The request ::
In the dismissal motion text, which company is Tilcon the wholly owned subsidiary of?

Text ::
Respondents' current motion argues that the complaint against the Oldcastle respondents should be dismissed as the complaint and amended complaint do not allege the Oldcastle respondents violated any regulation or law. In short, respondents argue that staff has failed to state a claim against the Oldcastle respondents, as staff does not allege the Oldcastle respondents are owners or operators of a solid waste management facility. Respondents aver that the Department's only allegation is that respondent Tilcon is the wholly owned subsidiary of Oldcastle Materials, Inc., which in turn is the wholly owned subsidiary of Oldcastle, Inc. ( See Complaint at ¶¶ 4 and 5; Amended Complaint at ¶¶ 4 and 5.) Otherwise, the Department alleges that respondent Tilcon operated the facility and failed to perform its obligations under the 2014 Order. ( See Amended Complaint at ¶¶ 7 - 22, 26, 28, 30, and 32.) Respondents argue that in order to hold the Oldcastle respondents liable for the actions of respondent Tilcon, Department staff needed to allege facts sufficient to justify piercing the corporate veil, or allege facts demonstrating that the Oldcastle respondents are somehow responsible for Tilcon's execution of and alleged violation of the 2014 Order. As staff has failed to do so, respondents argue that no allegations support holding the Oldcastle respondents liable and the amended complaint against them must be dismissed.

(Object point labels)
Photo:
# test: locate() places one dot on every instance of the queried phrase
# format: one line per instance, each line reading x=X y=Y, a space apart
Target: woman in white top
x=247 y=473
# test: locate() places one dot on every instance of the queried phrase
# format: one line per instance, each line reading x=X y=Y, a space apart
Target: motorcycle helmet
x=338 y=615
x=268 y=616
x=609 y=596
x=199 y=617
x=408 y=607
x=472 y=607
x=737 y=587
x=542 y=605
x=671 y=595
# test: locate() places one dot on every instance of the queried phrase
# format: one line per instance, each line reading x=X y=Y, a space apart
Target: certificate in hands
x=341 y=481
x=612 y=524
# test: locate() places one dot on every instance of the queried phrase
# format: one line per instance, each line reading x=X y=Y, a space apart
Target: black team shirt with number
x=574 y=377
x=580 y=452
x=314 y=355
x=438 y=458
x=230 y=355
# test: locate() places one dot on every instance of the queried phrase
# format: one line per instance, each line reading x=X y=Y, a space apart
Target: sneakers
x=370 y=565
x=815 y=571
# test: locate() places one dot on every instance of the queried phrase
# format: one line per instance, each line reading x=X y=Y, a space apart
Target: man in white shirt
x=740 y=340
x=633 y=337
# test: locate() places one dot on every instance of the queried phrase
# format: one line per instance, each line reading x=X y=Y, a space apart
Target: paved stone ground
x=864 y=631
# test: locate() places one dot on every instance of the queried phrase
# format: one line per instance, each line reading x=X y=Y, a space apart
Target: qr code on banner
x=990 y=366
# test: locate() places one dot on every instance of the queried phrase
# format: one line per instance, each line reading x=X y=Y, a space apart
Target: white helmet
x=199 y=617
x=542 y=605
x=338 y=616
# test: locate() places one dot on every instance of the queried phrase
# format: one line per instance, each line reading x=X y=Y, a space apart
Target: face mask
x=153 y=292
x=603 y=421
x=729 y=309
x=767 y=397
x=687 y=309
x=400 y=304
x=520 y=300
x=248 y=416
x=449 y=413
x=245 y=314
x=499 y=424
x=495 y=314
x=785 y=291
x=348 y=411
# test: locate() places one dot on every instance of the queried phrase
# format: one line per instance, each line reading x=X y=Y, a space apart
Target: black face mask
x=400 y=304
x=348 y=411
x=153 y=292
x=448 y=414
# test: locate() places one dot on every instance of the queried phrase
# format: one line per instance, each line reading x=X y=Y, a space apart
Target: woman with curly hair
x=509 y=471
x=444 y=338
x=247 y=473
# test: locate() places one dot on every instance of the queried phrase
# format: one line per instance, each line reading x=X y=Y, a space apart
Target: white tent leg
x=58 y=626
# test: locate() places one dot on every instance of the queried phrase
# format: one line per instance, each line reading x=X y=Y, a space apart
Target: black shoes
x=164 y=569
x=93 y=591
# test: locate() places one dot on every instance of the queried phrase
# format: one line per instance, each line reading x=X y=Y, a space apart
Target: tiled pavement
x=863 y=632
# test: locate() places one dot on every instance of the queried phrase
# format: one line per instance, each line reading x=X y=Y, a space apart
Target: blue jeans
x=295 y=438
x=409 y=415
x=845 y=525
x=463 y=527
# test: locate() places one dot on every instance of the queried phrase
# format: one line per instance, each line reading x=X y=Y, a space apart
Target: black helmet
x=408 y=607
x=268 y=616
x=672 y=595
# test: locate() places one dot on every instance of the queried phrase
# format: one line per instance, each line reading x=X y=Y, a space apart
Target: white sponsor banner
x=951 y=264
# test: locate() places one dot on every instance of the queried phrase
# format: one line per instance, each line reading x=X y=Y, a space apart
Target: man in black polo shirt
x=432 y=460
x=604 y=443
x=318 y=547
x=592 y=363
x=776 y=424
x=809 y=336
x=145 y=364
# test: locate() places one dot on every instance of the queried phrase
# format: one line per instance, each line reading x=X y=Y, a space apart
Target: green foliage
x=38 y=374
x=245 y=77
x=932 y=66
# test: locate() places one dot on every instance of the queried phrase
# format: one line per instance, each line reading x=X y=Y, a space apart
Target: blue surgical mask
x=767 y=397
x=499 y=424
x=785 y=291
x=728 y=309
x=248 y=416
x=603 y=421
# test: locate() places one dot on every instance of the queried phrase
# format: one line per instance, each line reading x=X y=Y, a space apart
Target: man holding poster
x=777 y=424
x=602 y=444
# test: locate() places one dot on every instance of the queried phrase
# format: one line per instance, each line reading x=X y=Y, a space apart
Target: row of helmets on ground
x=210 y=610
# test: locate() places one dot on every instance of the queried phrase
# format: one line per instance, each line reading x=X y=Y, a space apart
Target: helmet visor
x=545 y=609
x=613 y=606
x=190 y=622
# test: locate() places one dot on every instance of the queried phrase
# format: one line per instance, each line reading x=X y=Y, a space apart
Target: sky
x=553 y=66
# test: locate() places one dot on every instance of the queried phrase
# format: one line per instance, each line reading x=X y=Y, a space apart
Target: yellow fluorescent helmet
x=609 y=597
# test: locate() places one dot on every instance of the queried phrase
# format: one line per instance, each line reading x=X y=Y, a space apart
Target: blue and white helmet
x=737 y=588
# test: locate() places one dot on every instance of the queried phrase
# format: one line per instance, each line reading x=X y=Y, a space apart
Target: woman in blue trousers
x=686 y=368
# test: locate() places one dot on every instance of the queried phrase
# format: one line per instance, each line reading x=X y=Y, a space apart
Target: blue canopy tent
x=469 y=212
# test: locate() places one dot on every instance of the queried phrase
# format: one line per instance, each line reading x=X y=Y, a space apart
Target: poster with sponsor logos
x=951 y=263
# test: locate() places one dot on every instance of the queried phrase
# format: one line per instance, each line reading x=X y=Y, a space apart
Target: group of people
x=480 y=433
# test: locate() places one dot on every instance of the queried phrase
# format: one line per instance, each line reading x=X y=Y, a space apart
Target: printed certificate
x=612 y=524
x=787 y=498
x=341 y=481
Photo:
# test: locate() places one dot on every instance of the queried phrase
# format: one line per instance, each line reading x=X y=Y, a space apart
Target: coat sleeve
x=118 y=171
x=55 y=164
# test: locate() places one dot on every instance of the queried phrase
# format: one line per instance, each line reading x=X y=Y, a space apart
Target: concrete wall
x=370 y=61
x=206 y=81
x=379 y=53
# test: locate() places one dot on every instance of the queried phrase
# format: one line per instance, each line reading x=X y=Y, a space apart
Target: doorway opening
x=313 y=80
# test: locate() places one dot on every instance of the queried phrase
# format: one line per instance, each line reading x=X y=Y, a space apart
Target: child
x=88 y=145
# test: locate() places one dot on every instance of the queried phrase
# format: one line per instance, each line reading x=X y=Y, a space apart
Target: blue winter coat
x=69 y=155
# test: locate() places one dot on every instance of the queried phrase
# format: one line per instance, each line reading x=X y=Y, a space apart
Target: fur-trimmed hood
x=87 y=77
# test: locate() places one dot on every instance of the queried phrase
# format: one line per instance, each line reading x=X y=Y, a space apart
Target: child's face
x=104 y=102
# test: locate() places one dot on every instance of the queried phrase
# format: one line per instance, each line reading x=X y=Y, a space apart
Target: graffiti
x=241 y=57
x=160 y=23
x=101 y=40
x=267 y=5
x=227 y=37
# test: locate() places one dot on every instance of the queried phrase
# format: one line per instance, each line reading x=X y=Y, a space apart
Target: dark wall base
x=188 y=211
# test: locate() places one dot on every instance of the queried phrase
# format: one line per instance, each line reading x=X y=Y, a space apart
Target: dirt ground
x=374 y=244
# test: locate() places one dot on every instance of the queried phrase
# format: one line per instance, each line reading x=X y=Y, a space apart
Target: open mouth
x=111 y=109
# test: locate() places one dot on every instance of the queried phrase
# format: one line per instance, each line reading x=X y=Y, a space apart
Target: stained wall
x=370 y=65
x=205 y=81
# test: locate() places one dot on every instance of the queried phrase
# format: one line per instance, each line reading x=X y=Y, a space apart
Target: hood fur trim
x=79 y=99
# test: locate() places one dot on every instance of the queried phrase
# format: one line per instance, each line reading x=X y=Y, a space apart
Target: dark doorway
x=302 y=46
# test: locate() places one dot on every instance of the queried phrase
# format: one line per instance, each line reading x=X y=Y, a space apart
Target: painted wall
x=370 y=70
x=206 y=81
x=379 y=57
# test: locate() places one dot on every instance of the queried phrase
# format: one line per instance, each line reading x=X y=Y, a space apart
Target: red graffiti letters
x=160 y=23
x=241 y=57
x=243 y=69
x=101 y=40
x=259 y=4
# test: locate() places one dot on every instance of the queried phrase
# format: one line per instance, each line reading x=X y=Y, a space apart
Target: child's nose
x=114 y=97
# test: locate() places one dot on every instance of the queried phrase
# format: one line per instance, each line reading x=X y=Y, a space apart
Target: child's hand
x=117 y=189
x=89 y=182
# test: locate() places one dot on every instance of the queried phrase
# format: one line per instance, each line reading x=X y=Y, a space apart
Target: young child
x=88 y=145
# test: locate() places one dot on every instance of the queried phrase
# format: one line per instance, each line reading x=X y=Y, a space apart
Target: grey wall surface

Response to this exercise ::
Oldcastle Materials, Inc.